◆ Text passage:
Thanks Alex.

>> +config VGPU_VFIO
>> +    tristate
>> +    depends on VGPU
>> +    default n
>> +
>
> This is a little bit convoluted, it seems like everything added in this
> patch is vfio agnostic, it doesn't necessarily care what the consumer
> is.  That makes me think we should only be adding CONFIG_VGPU here and
> it should not depend on CONFIG_VFIO or be enabling CONFIG_VGPU_VFIO.
> The middle config entry is also redundant to the first, just move the
> default line up to the first and remove the rest.

CONFIG_VGPU doesn't directly depend on VFIO. CONFIG_VGPU_VFIO is directly dependent on VFIO. But devices created by VGPU core module need a driver to manage those devices. CONFIG_VGPU_VFIO is the driver which will manage vgpu devices. So I think CONFIG_VGPU_VFIO should be enabled by CONFIG_VGPU.

This would look like:
menuconfig VGPU
    tristate "VGPU driver framework"
    select VGPU_VFIO
    default n
    help
        VGPU provides a framework to virtualize GPU without SR-IOV cap
        See Documentation/vgpu.txt for more details.

        If you don't know what do here, say N.

config VGPU_VFIO
    tristate
    depends on VGPU
    depends on VFIO
    default n



>> +int vgpu_register_device(struct pci_dev *dev, const struct gpu_device_ops *ops)

◆ Data segment:
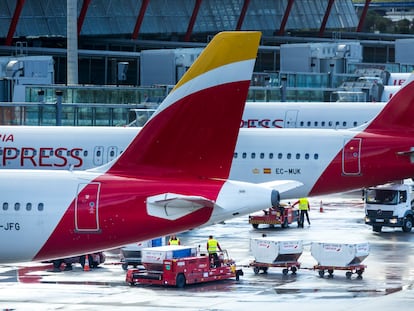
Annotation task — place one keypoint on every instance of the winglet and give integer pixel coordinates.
(195, 129)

◆ What this exercise asks:
[1] In the VGPU config discussion, what does the reply call CONFIG_VGPU_VFIO with respect to vgpu devices?
[2] Print the stretch of the VGPU config discussion from "CONFIG_VGPU doesn't directly" through "enabled by CONFIG_VGPU.".
You can leave out the lines above.

◆ The answers:
[1] It is the driver that will manage vgpu devices.

[2]
CONFIG_VGPU doesn't directly depend on VFIO. CONFIG_VGPU_VFIO is directly dependent on VFIO. But devices created by VGPU core module need a driver to manage those devices. CONFIG_VGPU_VFIO is the driver which will manage vgpu devices. So I think CONFIG_VGPU_VFIO should be enabled by CONFIG_VGPU.